## Raw records
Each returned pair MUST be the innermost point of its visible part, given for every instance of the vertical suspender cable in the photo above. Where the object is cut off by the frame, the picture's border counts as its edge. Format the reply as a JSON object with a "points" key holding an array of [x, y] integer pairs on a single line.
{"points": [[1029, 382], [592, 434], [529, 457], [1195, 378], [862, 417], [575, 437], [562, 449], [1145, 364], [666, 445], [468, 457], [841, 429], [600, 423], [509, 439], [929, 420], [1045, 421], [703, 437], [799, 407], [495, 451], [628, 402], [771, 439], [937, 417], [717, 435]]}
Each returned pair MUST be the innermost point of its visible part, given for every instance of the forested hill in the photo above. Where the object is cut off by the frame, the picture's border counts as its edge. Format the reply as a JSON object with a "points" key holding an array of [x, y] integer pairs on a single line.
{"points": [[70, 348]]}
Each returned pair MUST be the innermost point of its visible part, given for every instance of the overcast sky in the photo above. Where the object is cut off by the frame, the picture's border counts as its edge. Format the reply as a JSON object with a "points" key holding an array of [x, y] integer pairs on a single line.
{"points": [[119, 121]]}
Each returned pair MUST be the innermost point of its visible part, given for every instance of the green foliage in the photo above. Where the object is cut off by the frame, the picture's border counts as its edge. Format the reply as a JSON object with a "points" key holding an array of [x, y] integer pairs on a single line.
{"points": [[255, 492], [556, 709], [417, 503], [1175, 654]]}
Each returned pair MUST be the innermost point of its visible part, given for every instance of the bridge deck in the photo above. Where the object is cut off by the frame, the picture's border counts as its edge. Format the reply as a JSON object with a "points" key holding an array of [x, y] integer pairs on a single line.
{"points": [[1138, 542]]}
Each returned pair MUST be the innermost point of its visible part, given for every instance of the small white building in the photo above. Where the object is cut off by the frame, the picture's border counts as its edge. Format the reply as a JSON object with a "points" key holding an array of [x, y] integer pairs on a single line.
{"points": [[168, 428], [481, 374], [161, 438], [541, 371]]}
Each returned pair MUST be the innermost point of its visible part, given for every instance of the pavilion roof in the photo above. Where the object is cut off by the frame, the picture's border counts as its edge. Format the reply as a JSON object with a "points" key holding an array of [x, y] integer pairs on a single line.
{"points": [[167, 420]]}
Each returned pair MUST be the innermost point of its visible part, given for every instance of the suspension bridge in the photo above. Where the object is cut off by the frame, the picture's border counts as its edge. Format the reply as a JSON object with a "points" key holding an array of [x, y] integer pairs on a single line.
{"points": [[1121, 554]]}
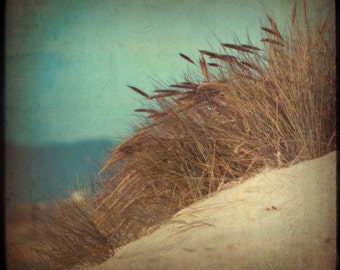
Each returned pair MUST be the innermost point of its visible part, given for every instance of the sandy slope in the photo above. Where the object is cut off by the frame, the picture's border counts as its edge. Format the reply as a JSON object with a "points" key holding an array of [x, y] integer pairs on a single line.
{"points": [[280, 219]]}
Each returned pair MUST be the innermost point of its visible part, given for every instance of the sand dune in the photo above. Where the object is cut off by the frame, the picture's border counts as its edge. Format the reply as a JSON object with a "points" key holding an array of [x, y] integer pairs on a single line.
{"points": [[279, 219]]}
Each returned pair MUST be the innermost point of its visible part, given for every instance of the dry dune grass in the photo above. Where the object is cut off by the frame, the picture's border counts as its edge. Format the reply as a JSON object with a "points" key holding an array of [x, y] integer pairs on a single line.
{"points": [[246, 109]]}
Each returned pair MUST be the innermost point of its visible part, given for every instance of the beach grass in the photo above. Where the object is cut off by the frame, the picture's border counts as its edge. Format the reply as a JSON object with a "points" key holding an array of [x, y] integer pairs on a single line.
{"points": [[240, 110]]}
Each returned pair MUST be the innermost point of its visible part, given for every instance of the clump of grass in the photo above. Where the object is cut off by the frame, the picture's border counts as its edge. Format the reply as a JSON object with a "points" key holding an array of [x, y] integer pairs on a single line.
{"points": [[248, 108]]}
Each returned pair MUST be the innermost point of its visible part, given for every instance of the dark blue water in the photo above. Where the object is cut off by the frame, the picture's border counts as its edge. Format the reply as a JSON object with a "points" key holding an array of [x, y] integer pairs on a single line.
{"points": [[40, 173]]}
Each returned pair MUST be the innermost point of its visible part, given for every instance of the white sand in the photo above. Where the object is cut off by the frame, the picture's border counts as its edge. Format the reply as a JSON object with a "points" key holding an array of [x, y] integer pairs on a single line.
{"points": [[240, 228]]}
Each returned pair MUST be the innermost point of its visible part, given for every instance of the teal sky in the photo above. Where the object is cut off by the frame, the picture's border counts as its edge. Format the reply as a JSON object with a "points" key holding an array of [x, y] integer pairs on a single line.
{"points": [[68, 62]]}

## Instruction
Turn every line of the records above into a numbered list, skipping any blank lines and leaving the pictures out of your answer.

## Result
1. Each returned pair MUST be the innermost point of its visible part, given for every instance of the vertical suspender cable in the photo above. Where the object is cut off by the frame, the picture's border counts as its edge. Format the reply as a JSON object with a "points" key holding an array of [x, y] integer pairs on a single line.
2. {"points": [[1029, 382], [592, 434], [529, 457], [1195, 378], [862, 417], [575, 437], [562, 449], [1145, 364], [666, 445], [468, 457], [841, 429], [600, 423], [509, 439], [929, 420], [1045, 421], [703, 437], [799, 407], [495, 451], [628, 402], [771, 439], [937, 417], [717, 435]]}
3. Each returned pair MUST be the innermost point of its visible part, given for every instance of the forested hill in the photo above. Where the object is cut off by the frame, the picture's border counts as its edge. Format the reply as a JSON object with a "points" key holding an array of [x, y] integer pairs on a single line.
4. {"points": [[70, 348]]}
5. Each returned pair MUST be the innermost point of its visible part, given for every instance of the overcast sky in the photo above. Where the object is cut off by the frame, the picture's border counts as its edge. Format the reply as a JSON object with a "points" key holding an array of [x, y] integer pairs on a single line.
6. {"points": [[119, 121]]}
7. Each returned pair MUST be the innermost point of its visible part, given for every instance of the green foliage in the photo above. Where the object is cut off by the frame, the picture's border counts as its edge. Format the reply as a JSON object with a "points" key holding an array of [x, y] integer pairs on a single line.
8. {"points": [[255, 492], [556, 709], [417, 503], [1175, 654]]}
9. Each returned pair MUST be the innermost point of its visible part, given for every instance of the bridge deck in the photo above. Where the object is cut off by the frame, the picture's border counts as its edge. Format the reply as a JSON object with a "points" key holding an array of [x, y] integer pairs on a single line.
10. {"points": [[1138, 542]]}
11. Each returned pair MUST be the innermost point of its visible part, given for every instance of the small white building in the photo above. Where the object is cut off by the frame, the picture's border counts as its edge. Format the reply as a JSON object with a "points" key holding an array of [x, y] integer pairs on a single line.
12. {"points": [[168, 428], [481, 374], [161, 438], [541, 371]]}
13. Each returned pair MUST be the innermost point of its visible part, given for every instance of the pavilion roof in the photo above. Where the object is cut off by the frame, the picture's border counts as its edge. Format the reply as a JSON object with a "points" key holding an array of [x, y] integer pairs on a single line.
14. {"points": [[167, 420]]}
15. Each returned pair MUST be the innermost point of its visible part, given for every instance of the suspension bridge in the photo above. Where the object is cut off by the frame, the picture's border counts as its edge. Format the reply as a JSON object with a "points" key holding an array of [x, y] integer pairs on a single line.
16. {"points": [[1121, 554]]}
17. Each returned pair MUST be the innermost point of its visible part, given for every instance of the sandy slope in the photo above. Where the object is cut off by the frame, the picture's border counts as its edge. Format the reply as a JSON object with a "points" key holding an array of [x, y] integer pairs on a single line.
18. {"points": [[280, 219]]}
19. Each returned pair MUST be the innermost point of its visible part, given for every instance of the sand dune in the photo above. Where the object is cut off by the frame, the picture's border counts as its edge. Format the reply as a JSON object with a "points" key holding an array of [x, y] integer pairs on a single line.
20. {"points": [[279, 219]]}
21. Each returned pair MUST be the innermost point of its visible part, given for every instance of the dry dune grass in the photo above. Where the object is cut off by the frame, the picture's border counts as its edge. Format the reply as a JSON object with a "points" key holding an array of [x, y] integer pairs on a single line.
22. {"points": [[246, 109]]}
23. Each returned pair MUST be the innermost point of its visible part, given for every instance of the beach grass in the photo above. Where the object is cut off by the frame, the picture's border counts as its edge. Format the reply as a JSON object with a "points" key holding an array of [x, y] integer pairs on a single line.
24. {"points": [[240, 110]]}
25. Each returned pair MUST be the innermost point of its visible part, given for every instance of the clump of grass in the photo above. Where the object is cut off by the frame, the picture's border counts as its edge. Format the reply as a JSON object with a "points" key holding an array of [x, y] integer pairs on a single line.
26. {"points": [[248, 108]]}
27. Each returned pair MUST be the innermost point of its visible part, given for every instance of the dark blue water in the photo above. Where the object is cut off by the frame, the picture's border counts as its edge. Format the reply as a JSON object with a "points" key holding an array of [x, y] integer pairs on a single line.
28. {"points": [[40, 173]]}
29. Each returned pair MUST be the innermost point of its visible part, given for every instance of the white sand in the photo above. Where the object is cut off by the frame, the picture's border counts as its edge. Format the reply as a JSON object with a "points" key holding an array of [x, y] integer pairs on a single line.
30. {"points": [[240, 228]]}
31. Each returned pair MUST be the innermost point of its visible part, given for every instance of the teal sky in the photo above. Where the object is cut off by the frame, the picture's border counts as its edge. Format the reply as a JSON object with a "points" key holding an array of [x, y] integer pairs on a single line.
32. {"points": [[68, 62]]}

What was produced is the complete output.